After decades without a national plan, the creation of Jobs and Skills Australia sparks an ember of hope for the future of vocational education and training (VET). The independent body will work across state, territory and federal governments, employers, business peaks, training institutions and unions to provide advice to the government on how to equip VET to meet skills and workforce needs.

The body certainly has its work cut out for it. Years of policy vandalism and fiscal mismanagement have eroded the capacity of the VET system to rise to the challenges ahead. Australia faces labour shortages in key VET-intensive industries, an imminent need to ramp up support and quality in care sectors and a challenge to navigate through the coming macroeconomic slowdown resulting from the Reserve Bank of Australia’s rapid interest rate rises.

A strong VET system with TAFE as its anchor is vital to supporting a dynamic, innovative economy, and to building more inclusive labour markets. The system requires urgent rebuilding to ensure it can support new skills development, job creation and opportunity – particularly for disadvantaged segments of the population. This makes it all the more important for the government to tackle these mounting problems – and soon.

The government’s recent Jobs and Skills Summit set some broad goals to realise the full productive capacity of the workforce, with a plan for revitalising VET with TAFE at the heart. The government has committed to investing in additional Fee-Free TAFE places, incentivising and expanding apprentice and traineeships and establishing support institutions.

Now they need to repair the damage to accomplish these goals.

Policy and funding failures

Unfortunately, the TAFE and the VET sector enters the present tumultuous period having already experienced a profound and multidimensional crisis from policy failures and fiscal mismanagement during recent decades. These problems remain entrenched. Understanding where policy went wrong will be critical to ensuring that TAFE plays its proper role in a comprehensive public policy-led national reconstruction effort.

Australia’s vocational education system was once the source of well-established and dependable education-to-jobs pathways through apprenticeship and traineeship programs. However, the system underwent dramatic restructuring after 2012, with funding cuts to the TAFE enforced by government through marketised funding models, expanded scope for private training providers, and delivery of large public subsidies to for-profit private providers in the guise of loans for students.

* [GIVEN TASK A]:
In the piece on Australia's vocational education and training, after which year did the system undergo dramatic restructuring?
* [GIVEN TASK B]:
Pick up the piece on Australia's vocational education and training where it ends, writing on in the same voice.

* [SUPPLIED DATA]:
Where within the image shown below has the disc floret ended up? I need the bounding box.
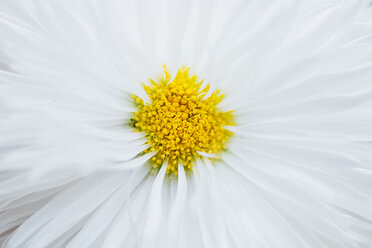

* [WRITTEN RESPONSE A]:
After 2012.

* [WRITTEN RESPONSE B]:
It’s clear now that these experiments in marketising skill development have failed. A recent index comparing education systems and labour market outcomes across 80 countries indicated that Australia’s VET system, once the envy of the world, had fallen to 20th place. For mid-level skills capability, including Certificate I-IV, the ranking was even lower, at 38th.

In the five consecutive years to 2020, VET funding had fallen 22 per cent in real terms. Reduced funding after 2012 was compounded by further expansion of the VET FEE-HELP regime, as restrictions on private providers eligible for Commonwealth student loans were lifted. States were required to subsidise training through private providers with uncapped fees, concurrently reducing direct support for the TAFE system.

The subsequent proliferation of poor-quality private programs and providers, combined with a deliberate policy of reduction of capacity in the TAFE system, and scandals involving the misallocation of public subsidies, have deeply damaged once reliable vocational pathways.

Short-form, piecemeal units of study (including the current fad of ‘microcredentials’) have expanded, while accredited quality training has collapsed by over 500,000 enrolments since 2015. Shockingly, all VET enrolment growth over the last five years has been in non-accredited programs, which have grown by almost 70,000 enrolments since 2015. As a proportion of all enrolments by provider since 2015, the TAFE system has experienced the greatest losses.

Apprenticeship positions have been another casualty of the crisis in Australia’s VET system – falling dramatically since 2012. Even though the government has focused on lifting the number of workers contractually defined as ‘apprentices’, it has done little to guarantee genuine skills training is undertaken or completed. The number of apprentices and trainees in training plunged by almost half after 2012, to just 267,000 in 2020.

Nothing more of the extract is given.